Goal:
Copy out all the entries again, swapping "bounding boxes" for "enclosing rectangles" and keeping every other word the same. Leave the pictures out.

----- Records for the task

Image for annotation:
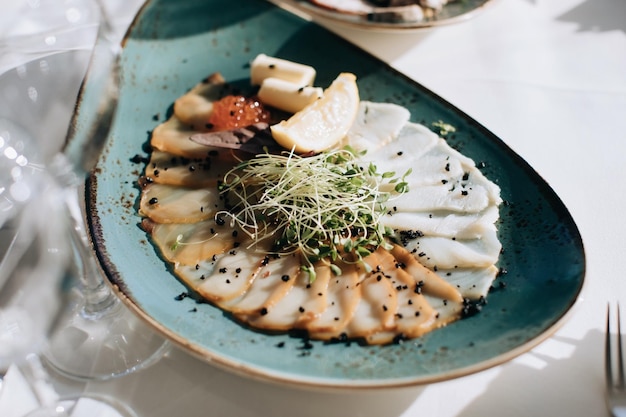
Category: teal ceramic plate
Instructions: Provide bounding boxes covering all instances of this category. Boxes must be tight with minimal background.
[84,0,585,388]
[272,0,494,32]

----------

Result of this exercise:
Image for annotation:
Category: teal ceramic plate
Instructions: Provide enclosing rectangles covering all instances of this category. Boxes must be tight with minimal background.
[84,0,585,388]
[272,0,494,32]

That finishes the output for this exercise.